§ OBJECTIVE
Extract exactly and only the lines of the data below, starting at the line with "If you could place a marker on the diabolo" and stopping after the final line.

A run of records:
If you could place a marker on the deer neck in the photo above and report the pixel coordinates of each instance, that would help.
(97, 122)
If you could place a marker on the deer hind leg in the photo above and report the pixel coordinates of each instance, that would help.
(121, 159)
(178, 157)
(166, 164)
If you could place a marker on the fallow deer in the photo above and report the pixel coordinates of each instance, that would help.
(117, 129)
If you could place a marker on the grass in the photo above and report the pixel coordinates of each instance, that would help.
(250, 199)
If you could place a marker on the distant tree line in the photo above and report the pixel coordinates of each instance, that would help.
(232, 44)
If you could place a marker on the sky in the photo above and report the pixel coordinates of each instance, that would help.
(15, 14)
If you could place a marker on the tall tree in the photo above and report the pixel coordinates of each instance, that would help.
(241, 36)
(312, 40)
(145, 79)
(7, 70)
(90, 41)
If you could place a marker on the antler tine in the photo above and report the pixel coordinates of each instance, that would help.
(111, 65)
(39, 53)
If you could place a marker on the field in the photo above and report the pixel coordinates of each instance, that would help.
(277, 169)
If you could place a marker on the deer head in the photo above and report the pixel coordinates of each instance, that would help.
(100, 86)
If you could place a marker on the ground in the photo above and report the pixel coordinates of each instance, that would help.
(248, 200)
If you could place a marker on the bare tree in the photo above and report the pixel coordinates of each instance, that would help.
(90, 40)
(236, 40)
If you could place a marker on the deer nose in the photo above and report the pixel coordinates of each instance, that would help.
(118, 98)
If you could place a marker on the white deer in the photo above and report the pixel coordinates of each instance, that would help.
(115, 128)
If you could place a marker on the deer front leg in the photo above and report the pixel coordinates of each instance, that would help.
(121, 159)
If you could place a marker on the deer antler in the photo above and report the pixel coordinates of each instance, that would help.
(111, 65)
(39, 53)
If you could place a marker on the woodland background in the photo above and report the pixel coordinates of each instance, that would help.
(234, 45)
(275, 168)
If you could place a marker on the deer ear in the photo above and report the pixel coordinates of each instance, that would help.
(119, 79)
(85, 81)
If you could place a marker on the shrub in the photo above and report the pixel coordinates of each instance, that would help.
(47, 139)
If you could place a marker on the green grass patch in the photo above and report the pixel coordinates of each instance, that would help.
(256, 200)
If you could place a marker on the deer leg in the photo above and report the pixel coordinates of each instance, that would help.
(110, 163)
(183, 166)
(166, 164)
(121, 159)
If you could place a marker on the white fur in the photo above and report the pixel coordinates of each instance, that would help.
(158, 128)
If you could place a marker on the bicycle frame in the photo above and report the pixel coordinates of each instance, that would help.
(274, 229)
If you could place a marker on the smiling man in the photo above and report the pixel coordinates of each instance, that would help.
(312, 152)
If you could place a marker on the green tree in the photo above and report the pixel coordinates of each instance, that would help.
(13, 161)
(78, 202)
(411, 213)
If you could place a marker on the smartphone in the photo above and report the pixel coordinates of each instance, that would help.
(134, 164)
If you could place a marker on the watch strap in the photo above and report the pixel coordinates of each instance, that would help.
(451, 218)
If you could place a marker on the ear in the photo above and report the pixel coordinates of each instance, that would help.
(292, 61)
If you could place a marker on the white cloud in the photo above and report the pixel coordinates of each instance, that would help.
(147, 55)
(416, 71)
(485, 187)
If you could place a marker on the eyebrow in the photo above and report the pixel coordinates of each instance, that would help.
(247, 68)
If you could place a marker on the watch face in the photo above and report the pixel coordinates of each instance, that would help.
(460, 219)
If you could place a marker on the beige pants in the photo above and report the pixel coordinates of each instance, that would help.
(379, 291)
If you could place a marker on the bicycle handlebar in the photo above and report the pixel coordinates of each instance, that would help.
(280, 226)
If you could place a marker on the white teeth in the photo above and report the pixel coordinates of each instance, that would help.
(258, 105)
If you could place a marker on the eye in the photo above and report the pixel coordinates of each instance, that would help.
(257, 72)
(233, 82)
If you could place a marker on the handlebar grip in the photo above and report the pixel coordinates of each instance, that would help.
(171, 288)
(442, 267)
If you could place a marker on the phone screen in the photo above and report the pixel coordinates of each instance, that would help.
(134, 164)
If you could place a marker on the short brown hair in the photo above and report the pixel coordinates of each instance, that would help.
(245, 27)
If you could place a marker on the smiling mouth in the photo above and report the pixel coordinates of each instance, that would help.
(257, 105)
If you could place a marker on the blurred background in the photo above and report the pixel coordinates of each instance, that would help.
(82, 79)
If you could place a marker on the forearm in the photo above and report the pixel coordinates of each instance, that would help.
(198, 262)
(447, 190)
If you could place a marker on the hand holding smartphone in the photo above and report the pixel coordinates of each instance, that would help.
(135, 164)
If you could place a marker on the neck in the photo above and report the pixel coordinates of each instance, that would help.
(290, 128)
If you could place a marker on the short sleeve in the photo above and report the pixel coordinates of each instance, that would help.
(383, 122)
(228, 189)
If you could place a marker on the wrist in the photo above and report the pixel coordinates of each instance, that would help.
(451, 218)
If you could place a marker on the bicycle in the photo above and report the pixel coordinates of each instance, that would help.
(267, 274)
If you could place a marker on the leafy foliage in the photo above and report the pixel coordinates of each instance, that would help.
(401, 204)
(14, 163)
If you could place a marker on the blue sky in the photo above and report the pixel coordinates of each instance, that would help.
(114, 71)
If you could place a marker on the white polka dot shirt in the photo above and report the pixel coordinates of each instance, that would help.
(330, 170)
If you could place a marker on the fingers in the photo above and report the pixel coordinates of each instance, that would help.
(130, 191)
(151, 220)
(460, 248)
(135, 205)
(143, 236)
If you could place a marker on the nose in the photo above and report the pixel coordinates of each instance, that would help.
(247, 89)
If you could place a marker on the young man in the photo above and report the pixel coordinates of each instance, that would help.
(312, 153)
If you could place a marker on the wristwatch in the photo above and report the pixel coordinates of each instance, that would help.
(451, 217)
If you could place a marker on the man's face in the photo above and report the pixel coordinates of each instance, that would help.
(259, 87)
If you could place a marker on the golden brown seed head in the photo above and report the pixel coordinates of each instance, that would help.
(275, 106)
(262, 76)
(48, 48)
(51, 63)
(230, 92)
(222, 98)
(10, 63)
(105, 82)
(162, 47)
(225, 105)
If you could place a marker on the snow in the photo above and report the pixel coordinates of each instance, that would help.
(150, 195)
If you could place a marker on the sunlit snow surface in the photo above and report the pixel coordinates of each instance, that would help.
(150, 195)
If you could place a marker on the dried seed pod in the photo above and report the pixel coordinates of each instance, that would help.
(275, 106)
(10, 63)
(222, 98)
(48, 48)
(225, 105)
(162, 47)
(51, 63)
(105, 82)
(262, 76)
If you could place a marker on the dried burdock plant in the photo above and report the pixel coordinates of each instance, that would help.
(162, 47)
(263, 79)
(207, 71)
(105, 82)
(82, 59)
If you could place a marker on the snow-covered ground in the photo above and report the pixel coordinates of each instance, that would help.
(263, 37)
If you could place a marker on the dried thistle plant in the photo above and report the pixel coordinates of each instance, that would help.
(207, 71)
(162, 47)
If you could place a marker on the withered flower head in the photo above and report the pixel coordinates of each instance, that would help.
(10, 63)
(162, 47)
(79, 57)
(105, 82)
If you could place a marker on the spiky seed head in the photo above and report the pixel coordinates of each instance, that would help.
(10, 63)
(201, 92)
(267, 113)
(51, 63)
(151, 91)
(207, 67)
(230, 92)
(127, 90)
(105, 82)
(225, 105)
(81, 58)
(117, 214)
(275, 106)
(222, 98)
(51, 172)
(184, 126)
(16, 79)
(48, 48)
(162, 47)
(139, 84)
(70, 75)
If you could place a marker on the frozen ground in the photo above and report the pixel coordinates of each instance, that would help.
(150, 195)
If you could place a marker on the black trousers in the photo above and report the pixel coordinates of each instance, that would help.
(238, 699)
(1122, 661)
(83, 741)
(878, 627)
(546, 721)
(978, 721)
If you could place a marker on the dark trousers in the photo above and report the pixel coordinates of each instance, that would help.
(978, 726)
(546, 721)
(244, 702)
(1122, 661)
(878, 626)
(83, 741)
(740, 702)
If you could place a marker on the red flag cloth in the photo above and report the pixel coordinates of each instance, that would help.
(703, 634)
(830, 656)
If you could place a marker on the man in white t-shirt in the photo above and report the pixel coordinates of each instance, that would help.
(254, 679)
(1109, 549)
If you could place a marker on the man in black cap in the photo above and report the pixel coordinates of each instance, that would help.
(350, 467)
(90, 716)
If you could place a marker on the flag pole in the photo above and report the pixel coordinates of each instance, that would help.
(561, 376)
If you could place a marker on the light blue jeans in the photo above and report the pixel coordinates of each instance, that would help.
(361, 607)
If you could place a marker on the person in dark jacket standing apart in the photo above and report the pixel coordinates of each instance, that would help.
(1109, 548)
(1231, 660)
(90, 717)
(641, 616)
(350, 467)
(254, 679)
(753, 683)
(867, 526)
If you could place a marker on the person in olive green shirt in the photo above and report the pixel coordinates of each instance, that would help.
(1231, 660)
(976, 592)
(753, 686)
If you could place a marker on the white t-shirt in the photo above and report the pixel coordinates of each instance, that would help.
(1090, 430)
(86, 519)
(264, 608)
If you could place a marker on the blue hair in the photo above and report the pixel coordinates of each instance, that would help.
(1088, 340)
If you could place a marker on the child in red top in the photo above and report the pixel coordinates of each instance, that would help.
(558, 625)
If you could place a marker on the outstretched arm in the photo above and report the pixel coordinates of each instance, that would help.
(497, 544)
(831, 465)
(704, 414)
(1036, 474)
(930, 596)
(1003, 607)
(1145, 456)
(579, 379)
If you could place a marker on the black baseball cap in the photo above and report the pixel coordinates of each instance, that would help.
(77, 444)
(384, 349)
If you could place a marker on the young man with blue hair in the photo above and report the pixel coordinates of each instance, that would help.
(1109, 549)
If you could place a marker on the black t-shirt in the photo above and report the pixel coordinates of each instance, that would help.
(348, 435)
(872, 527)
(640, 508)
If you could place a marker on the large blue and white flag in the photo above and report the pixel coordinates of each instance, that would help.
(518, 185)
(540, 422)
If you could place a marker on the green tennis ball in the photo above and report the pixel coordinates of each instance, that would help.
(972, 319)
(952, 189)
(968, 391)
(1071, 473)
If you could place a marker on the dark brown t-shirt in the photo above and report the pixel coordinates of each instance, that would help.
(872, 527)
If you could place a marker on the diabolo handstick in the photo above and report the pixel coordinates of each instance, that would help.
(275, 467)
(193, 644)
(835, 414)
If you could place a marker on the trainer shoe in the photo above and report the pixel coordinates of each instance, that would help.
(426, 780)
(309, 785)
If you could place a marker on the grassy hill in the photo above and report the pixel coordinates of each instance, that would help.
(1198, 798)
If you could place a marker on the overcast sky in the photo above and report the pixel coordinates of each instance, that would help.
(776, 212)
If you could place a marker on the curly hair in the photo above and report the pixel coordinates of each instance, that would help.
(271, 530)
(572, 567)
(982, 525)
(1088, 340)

§ SOLUTION TO THIS TASK
If you could place a marker on the diabolo handstick in the photo above and report the pixel coordinates of each instance, that would help.
(275, 467)
(193, 644)
(835, 414)
If you could place a marker on the trainer shoe in the photo above and report the pixel coordinates of each instance, that would help.
(426, 780)
(309, 785)
If you could place a marker on the grassy hill in the photo above and report the pixel coordinates of each instance, that would help.
(1198, 798)
If you could place a marker on the overcast sky in the photo above and report the pixel coordinates of each instance, that would help.
(776, 212)
If you could place a marker on the curly hair in the photo above and report the pixel coordinates of each instance, that would help.
(271, 530)
(572, 567)
(982, 525)
(1088, 340)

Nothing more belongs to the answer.